Exercise directions: Your task is to filter the entries and copy every line containing the string "carrying".

Data for the task:
++++++++++++++++++++

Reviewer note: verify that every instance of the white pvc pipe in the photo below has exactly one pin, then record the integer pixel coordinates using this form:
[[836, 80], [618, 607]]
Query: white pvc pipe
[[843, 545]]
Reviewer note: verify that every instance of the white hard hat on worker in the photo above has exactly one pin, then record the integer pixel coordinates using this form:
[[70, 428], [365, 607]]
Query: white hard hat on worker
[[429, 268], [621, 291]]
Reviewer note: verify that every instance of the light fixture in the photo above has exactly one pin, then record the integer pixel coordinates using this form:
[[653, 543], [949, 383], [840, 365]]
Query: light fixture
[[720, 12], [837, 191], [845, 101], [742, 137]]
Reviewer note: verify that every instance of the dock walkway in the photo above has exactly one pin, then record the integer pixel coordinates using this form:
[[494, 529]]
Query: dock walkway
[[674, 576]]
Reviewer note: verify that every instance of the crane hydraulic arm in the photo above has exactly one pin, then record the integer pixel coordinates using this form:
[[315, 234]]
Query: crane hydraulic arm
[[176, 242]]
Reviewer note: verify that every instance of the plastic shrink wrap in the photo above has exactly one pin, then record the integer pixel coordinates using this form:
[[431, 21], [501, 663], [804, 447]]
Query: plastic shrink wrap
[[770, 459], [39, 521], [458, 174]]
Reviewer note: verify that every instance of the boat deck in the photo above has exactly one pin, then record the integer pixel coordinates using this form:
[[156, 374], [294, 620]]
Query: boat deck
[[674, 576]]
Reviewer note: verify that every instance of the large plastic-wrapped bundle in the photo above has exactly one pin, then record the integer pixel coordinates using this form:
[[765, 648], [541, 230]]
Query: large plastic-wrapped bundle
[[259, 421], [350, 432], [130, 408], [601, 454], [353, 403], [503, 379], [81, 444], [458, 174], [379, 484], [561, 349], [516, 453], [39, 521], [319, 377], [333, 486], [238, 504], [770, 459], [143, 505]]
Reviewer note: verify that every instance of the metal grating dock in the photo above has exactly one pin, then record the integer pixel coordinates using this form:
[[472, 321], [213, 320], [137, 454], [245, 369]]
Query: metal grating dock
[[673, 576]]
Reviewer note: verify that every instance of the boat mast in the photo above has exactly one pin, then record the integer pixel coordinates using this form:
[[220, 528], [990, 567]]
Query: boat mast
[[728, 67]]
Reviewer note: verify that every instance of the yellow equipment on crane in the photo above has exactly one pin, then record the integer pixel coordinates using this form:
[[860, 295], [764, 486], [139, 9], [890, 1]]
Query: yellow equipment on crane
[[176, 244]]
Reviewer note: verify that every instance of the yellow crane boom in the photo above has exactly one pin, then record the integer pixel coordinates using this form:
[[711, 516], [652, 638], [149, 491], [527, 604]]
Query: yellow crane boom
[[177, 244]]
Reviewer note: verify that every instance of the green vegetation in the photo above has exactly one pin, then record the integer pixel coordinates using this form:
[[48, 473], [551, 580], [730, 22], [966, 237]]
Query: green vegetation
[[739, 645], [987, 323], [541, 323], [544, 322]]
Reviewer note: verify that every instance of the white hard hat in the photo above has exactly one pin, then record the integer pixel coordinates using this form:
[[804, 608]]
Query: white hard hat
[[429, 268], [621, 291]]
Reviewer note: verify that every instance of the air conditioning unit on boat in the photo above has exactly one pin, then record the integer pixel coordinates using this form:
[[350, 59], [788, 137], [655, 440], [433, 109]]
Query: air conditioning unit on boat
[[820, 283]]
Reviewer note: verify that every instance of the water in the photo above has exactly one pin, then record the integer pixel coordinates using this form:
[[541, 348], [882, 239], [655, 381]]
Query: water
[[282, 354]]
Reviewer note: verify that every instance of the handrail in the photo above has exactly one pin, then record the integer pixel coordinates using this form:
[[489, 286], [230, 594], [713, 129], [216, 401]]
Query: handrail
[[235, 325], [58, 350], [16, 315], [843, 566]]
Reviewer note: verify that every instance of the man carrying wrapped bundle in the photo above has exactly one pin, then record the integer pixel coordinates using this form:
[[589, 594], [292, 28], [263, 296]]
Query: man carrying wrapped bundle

++++++++++++++++++++

Result of this exercise:
Reviewer note: verify that every instance of the man carrying wrapped bundle in the photo above has exactly one pin, then record the integer pixel coordinates using this form:
Query: man carrying wrapped bundle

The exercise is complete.